Question :
I have a table like the following:
spread_id serial NOT NULL,
game_id integer NOT NULL,
sportsbook_id integer NOT NULL,
spread_type integer NOT NULL,
spread_duration integer NOT NULL,
home_line double precision,
home_odds integer,
away_line double precision,
away_odds integer,
update_time timestamp without time zone NOT NULL,
game_update_count integer NOT NULL
I’m trying to get the last row inserted (max update_time or game_update_count), for each group of sportsbook_id, spread_type, spread_duration, and game_id.
The following query gets me close, but I am not able to select the lines/odds without Postgres complaining.
SELECT
spreads.game_id, sportsbook_id, spread_type, spread_duration,
MAX(game_update_count) AS game_update_count
FROM spreads
LEFT JOIN schedule ON
schedule.game_id = spreads.game_id
WHERE date >= '2012-01-01' AND date <= '2012-01-02'
GROUP BY
spreads.game_id, sportsbook_id, spread_type, spread_duration
ORDER BY
spread_duration, spread_type, sportsbook_id, spreads.game_id,
game_update_count DESC;
Anyone have any thoughts on a better approach to take?
Answer :
The simplest way in Postgres is with DISTINCT ON
:
SELECT DISTINCT ON (1,2,3,4)
sp.game_id, sportsbook_id, spread_type, spread_duration, game_update_count
FROM spreads sp
LEFT JOIN schedule sch USING (game_id)
WHERE date >= '2012-01-01'
AND date <= '2012-01-02'
ORDER BY 4,3,2,1, game_update_count DESC;
Details:
The numbers are just syntax shorthand referring to the ordinal position of SELECT
items.

#### Supplied data:
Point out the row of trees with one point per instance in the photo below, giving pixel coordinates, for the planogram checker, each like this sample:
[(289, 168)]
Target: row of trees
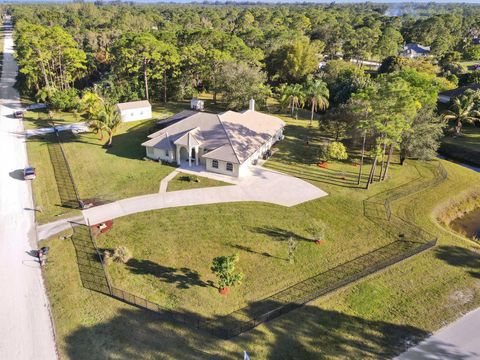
[(171, 51)]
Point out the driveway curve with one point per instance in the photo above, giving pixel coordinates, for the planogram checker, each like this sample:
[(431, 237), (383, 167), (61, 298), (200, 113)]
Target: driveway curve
[(26, 330), (261, 185)]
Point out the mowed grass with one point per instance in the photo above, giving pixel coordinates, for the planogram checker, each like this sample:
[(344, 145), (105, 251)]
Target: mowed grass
[(374, 318), (470, 138), (183, 181)]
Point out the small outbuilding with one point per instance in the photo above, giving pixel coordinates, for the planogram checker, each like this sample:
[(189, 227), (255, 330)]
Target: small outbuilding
[(197, 104), (135, 110), (414, 51)]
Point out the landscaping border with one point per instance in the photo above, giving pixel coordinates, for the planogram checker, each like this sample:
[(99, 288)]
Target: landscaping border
[(411, 240)]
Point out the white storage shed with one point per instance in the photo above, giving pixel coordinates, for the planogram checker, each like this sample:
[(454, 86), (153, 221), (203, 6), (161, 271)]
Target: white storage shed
[(135, 110)]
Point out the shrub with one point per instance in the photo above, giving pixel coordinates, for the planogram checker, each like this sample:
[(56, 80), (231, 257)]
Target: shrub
[(224, 268), (121, 255)]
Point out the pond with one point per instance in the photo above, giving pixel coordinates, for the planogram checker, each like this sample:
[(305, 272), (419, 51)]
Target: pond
[(469, 224)]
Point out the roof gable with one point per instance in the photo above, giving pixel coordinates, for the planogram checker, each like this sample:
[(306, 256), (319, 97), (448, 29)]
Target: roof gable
[(133, 105)]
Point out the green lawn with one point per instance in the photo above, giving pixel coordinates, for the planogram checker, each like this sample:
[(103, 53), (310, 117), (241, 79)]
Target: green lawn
[(184, 181), (35, 119), (172, 250), (466, 147)]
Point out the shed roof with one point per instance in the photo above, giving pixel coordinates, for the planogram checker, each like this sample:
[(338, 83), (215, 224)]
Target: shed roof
[(459, 91)]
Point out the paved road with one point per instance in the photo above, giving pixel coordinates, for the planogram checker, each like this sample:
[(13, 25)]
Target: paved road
[(263, 185), (457, 341), (25, 325), (79, 127)]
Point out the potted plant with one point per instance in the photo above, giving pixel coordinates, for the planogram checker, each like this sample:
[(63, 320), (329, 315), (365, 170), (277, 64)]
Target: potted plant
[(224, 268)]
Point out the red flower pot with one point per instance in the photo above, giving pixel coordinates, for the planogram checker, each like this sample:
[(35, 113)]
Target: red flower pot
[(224, 291)]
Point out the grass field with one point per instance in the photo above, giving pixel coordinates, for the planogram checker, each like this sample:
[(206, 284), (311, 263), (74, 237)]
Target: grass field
[(106, 173), (470, 138), (183, 181), (465, 148), (173, 248)]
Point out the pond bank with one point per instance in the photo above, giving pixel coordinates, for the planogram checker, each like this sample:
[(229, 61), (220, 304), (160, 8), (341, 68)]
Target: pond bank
[(468, 225)]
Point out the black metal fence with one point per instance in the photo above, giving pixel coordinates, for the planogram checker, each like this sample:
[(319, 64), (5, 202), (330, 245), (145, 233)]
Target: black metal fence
[(410, 240), (63, 175), (90, 264)]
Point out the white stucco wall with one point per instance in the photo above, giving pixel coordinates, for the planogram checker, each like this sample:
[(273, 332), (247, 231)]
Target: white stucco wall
[(242, 170), (136, 114), (159, 154), (222, 168)]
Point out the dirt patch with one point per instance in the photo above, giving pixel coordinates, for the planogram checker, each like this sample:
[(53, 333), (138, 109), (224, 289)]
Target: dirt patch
[(462, 297)]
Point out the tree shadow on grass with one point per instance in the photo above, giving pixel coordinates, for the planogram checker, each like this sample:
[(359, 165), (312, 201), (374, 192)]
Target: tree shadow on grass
[(183, 278), (251, 251), (459, 256), (279, 234), (306, 333)]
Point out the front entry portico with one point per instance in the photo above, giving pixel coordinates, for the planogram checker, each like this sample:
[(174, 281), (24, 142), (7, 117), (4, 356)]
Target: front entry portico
[(187, 153)]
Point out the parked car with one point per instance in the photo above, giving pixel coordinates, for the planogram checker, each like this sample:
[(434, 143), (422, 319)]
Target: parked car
[(29, 173), (18, 114)]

#### Parts of the exercise:
**a)** Rewrite the part of the spreads query thread starting with "The following query" and going on through "approach to take?", putting "fixtures" wherever "schedule" occurs.
**b)** Answer these questions from the spreads query thread.
(i) What type is the update_time column declared with?
(ii) Which Postgres construct does the answer call the simplest way?
(iii) What do the numbers in the answer's query refer to?

#### Results in order:
**a)**
The following query gets me close, but I am not able to select the lines/odds without Postgres complaining.
SELECT
spreads.game_id, sportsbook_id, spread_type, spread_duration,
MAX(game_update_count) AS game_update_count
FROM spreads
LEFT JOIN fixtures ON
fixtures.game_id = spreads.game_id
WHERE date >= '2012-01-01' AND date <= '2012-01-02'
GROUP BY
spreads.game_id, sportsbook_id, spread_type, spread_duration
ORDER BY
spread_duration, spread_type, sportsbook_id, spreads.game_id,
game_update_count DESC;
Anyone have any thoughts on a better approach to take?

**b)**
(i) timestamp without time zone, NOT NULL
(ii) DISTINCT ON
(iii) The ordinal position of the SELECT items